__Task instructions__
Pick out each line in the entries below that contains the word "water" and copy it.
---------- Records shown ----------
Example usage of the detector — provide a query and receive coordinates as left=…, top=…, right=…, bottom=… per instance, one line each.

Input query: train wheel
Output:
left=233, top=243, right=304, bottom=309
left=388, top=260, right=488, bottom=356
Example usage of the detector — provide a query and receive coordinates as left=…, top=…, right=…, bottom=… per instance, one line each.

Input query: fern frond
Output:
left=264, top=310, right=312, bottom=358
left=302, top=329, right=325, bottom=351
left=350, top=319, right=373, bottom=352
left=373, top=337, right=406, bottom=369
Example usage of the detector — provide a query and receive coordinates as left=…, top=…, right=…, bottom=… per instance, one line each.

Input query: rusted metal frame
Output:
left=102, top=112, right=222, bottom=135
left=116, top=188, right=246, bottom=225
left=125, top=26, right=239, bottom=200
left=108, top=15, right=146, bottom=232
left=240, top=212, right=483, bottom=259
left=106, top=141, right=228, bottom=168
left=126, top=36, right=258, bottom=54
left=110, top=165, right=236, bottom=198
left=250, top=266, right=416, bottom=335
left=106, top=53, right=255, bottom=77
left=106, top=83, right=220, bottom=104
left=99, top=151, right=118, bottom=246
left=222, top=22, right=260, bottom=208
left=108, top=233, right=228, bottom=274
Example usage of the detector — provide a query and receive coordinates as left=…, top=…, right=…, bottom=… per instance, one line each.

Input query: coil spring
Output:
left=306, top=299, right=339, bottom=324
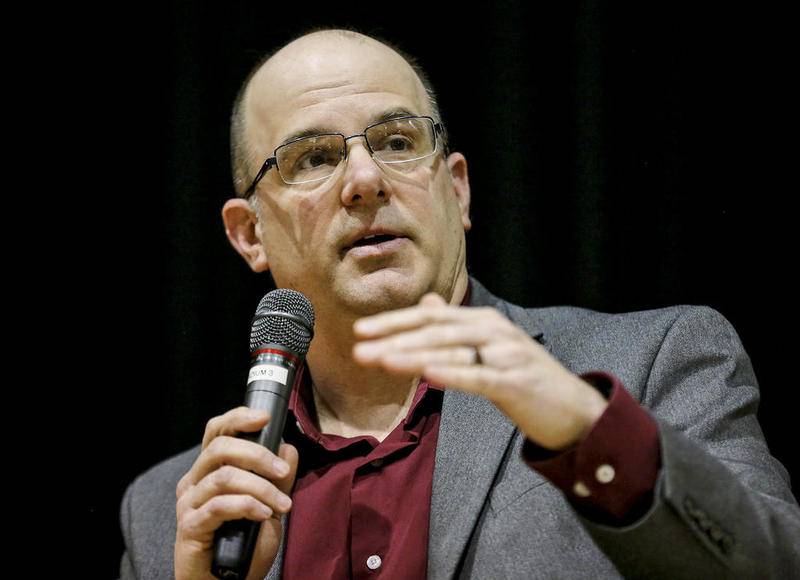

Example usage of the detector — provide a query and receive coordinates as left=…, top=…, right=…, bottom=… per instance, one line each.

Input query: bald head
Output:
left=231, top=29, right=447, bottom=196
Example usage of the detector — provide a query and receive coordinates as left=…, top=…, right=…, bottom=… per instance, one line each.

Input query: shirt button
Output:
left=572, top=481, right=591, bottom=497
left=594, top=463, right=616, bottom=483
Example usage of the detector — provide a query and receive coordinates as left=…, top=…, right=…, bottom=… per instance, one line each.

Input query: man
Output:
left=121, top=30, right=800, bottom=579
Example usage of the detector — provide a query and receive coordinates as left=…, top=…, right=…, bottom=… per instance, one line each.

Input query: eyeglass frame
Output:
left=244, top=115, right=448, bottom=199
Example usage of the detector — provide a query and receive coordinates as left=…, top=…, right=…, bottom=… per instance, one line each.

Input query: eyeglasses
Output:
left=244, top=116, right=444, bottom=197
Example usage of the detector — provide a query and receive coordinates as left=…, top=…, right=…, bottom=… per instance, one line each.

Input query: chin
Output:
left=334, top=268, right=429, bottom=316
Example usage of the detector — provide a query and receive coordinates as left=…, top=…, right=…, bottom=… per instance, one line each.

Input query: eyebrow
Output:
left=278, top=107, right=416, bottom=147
----------
---------- Records shown ----------
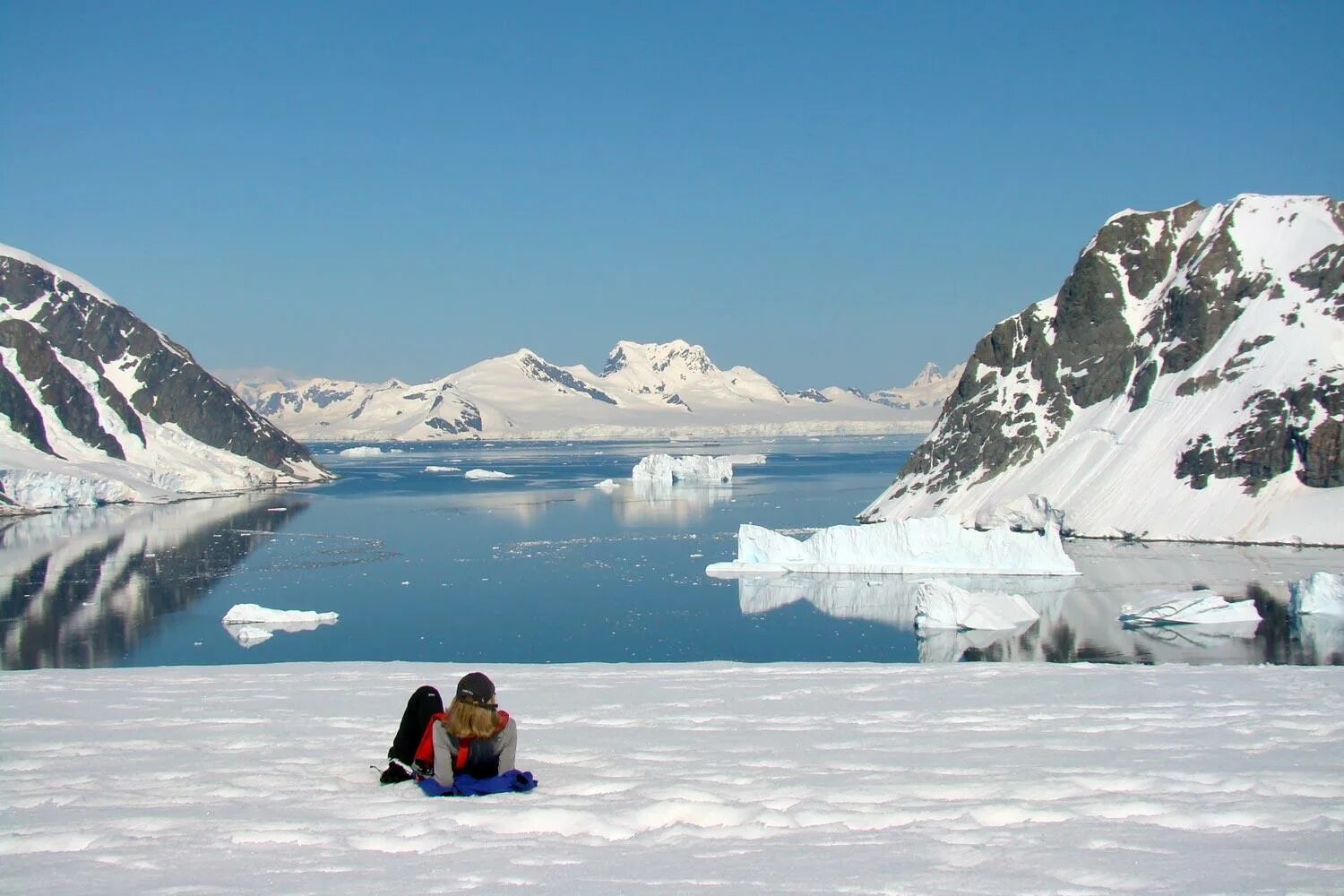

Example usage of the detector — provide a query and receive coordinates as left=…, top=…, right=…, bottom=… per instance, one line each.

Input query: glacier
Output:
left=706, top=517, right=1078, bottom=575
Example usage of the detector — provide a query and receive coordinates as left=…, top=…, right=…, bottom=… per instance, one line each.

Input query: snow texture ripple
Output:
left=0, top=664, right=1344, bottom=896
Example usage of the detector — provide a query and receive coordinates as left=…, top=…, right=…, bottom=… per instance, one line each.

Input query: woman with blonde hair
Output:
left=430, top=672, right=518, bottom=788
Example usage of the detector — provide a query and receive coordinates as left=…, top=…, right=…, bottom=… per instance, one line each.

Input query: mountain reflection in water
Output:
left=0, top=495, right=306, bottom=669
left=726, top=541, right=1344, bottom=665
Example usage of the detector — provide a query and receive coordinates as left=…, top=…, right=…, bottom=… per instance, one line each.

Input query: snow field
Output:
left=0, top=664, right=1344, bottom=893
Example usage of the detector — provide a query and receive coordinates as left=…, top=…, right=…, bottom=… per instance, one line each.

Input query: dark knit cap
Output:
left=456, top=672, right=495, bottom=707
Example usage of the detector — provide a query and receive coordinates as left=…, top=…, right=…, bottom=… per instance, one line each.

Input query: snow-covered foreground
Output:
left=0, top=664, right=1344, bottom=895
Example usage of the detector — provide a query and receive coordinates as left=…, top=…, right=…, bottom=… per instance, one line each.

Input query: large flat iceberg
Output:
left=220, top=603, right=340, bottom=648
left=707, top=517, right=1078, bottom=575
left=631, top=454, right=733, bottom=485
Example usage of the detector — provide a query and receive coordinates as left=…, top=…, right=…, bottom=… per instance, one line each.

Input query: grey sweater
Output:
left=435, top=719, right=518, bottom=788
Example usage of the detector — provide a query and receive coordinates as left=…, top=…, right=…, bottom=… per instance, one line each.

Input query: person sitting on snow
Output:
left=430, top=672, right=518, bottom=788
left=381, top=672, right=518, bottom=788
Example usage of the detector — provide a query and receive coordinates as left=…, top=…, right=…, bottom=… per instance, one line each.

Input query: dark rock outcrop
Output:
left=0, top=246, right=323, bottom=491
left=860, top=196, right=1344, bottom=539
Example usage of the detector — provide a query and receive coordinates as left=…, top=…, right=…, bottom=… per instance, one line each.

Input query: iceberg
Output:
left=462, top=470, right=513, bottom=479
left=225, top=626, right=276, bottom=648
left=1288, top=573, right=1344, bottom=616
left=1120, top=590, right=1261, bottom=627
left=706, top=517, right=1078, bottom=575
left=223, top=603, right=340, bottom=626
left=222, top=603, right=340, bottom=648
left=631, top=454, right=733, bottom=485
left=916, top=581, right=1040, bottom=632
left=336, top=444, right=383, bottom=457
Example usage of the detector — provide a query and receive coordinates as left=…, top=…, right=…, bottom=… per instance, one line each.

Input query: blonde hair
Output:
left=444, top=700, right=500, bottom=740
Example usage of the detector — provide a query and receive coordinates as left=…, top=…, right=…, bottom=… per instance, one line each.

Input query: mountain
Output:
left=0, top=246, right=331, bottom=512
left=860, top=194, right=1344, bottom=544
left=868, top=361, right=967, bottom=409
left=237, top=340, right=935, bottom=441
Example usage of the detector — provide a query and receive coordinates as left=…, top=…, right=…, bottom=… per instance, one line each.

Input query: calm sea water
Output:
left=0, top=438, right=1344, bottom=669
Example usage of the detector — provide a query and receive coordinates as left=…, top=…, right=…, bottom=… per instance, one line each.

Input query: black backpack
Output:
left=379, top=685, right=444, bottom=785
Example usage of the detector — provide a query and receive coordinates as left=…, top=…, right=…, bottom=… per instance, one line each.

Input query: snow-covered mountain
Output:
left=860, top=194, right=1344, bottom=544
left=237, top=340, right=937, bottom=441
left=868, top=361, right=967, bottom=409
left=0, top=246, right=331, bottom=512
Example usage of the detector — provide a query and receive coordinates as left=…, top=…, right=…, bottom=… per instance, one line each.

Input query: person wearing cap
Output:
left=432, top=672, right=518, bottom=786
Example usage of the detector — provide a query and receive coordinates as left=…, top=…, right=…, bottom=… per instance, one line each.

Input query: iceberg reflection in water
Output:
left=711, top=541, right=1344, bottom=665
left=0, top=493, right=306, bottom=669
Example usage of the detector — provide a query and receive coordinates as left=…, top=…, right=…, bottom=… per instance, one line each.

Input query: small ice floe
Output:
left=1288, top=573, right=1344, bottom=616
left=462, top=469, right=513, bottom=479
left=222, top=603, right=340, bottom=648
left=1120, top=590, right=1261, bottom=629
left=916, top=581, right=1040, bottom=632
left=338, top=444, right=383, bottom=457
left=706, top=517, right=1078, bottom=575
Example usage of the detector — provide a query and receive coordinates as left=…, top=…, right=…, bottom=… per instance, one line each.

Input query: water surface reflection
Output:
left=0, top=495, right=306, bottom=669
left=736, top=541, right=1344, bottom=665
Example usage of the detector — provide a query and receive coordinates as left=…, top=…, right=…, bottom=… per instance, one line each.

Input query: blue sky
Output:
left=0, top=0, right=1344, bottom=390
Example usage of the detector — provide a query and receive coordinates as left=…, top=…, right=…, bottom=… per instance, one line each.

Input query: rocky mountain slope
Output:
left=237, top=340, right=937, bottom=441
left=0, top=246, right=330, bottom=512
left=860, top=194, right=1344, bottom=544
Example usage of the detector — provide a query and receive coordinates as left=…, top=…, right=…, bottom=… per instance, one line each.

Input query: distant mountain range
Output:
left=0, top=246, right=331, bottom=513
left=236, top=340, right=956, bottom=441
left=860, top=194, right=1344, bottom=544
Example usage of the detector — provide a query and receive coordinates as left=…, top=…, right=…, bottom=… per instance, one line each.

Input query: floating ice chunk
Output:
----------
__Correct answer__
Input query: mountain reflection in water
Input query: calm sea water
Input query: iceberg reflection in water
Input query: water surface reflection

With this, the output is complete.